> [Written task]: Extend the notes on the Möbius transformation, picking up right after the line defining D.

> [Selection]:
::::::::::
NOTES ON STATISTICS, PROBABILITY and MATHEMATICS


Modular Forms and Möbius transformation:


Möbius transformation:

A Möbius transformation is (Wikipedia):

In geometry and complex analysis, a Möbius transformation of the complex plane is a rational function of the form

\[f(z) = \frac{az + b}{cz + d}\]

of one complex variable \(z\); here the coefficients \(a, b, c, d\) are complex numbers satisfying \(ad − bc ≠ 0.\)

In order to plot this transformation using Cartesian coordinates on a computer platform the real and imaginary components will need to be separated.

Using this post:

If

  • \(Z\) is a point \((x, y)\), equivalent to the complex number \(x+ yi\)
  • \(A = a_r + a_i i\)
  • \(B = b_r + b_i i\)
  • \(C = c_r + c_i i\)
  • \(D = d_r + d_i i\)
::::::::::
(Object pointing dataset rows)
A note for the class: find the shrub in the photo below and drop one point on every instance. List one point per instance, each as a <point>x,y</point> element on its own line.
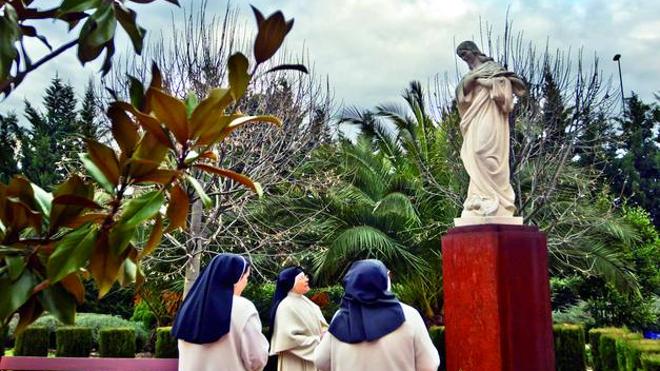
<point>635,349</point>
<point>142,313</point>
<point>569,347</point>
<point>437,334</point>
<point>594,341</point>
<point>621,345</point>
<point>651,362</point>
<point>166,344</point>
<point>73,341</point>
<point>32,342</point>
<point>117,342</point>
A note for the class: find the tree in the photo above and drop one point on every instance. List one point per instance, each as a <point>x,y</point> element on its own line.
::::::::::
> [Answer for this exercise]:
(so \(Z, A, B, C, D\) are complex numbers, while \(x, y, a_r, a_i, b_r, b_i, c_r, c_i, d_r, d_i\) are real numbers)

\[\begin{align} f(Z) &= \frac{AZ+B}{CZ+D}\\[3ex] =&\frac {(a_r x - a_i y ) + (a_i x + a_r y) i + b_r + b_i i} {(c_r x - c_i y) + (c_i x + c_r y) i + d_r + d_i i} \\[3ex] = &\frac {(a_r x - a_i y ) + (a_i x + a_r y) i + b_r + b_i i} {(c_r x - c_i y) + (c_i x + c_r y) i + d_r + d_i i} \\[3ex] =&\frac {(a_r x - a_i y+ b_r ) + (a_i x + a_r y + b_i) i } {(c_r x - c_i y+ d_r) + (c_i x + c_r y+ d_i) i} \\[3ex] = & \left( \frac {(a_r x - a_i y+ b_r ) (c_r x - c_i y+ d_r) + (a_i x + a_r y + b_i) (c_i x + c_r y+ d_i) } {(c_r x - c_i y+ d_r)^2 + (c_i x + c_r y+ d_i) ^2} \right) \\[3ex] + & \left( \frac {(a_i x + a_r y + b_i)(c_r x + c_i y+ d_r) -(a_r x - a_i y+ b_r )(c_i x + c_r y+ d_i ) } {(c_r x - c_i y+ d_r)^2 + (c_i x + c_r y+ d_i)^2 } \right) i \end{align}\]

This is implemented here.

Modular transformation:

A modular form \(f\) is an analytic function defined with a weight \(k\) and a modular group.

The transformation of the domain of the modular form is the action of the modular group.See here.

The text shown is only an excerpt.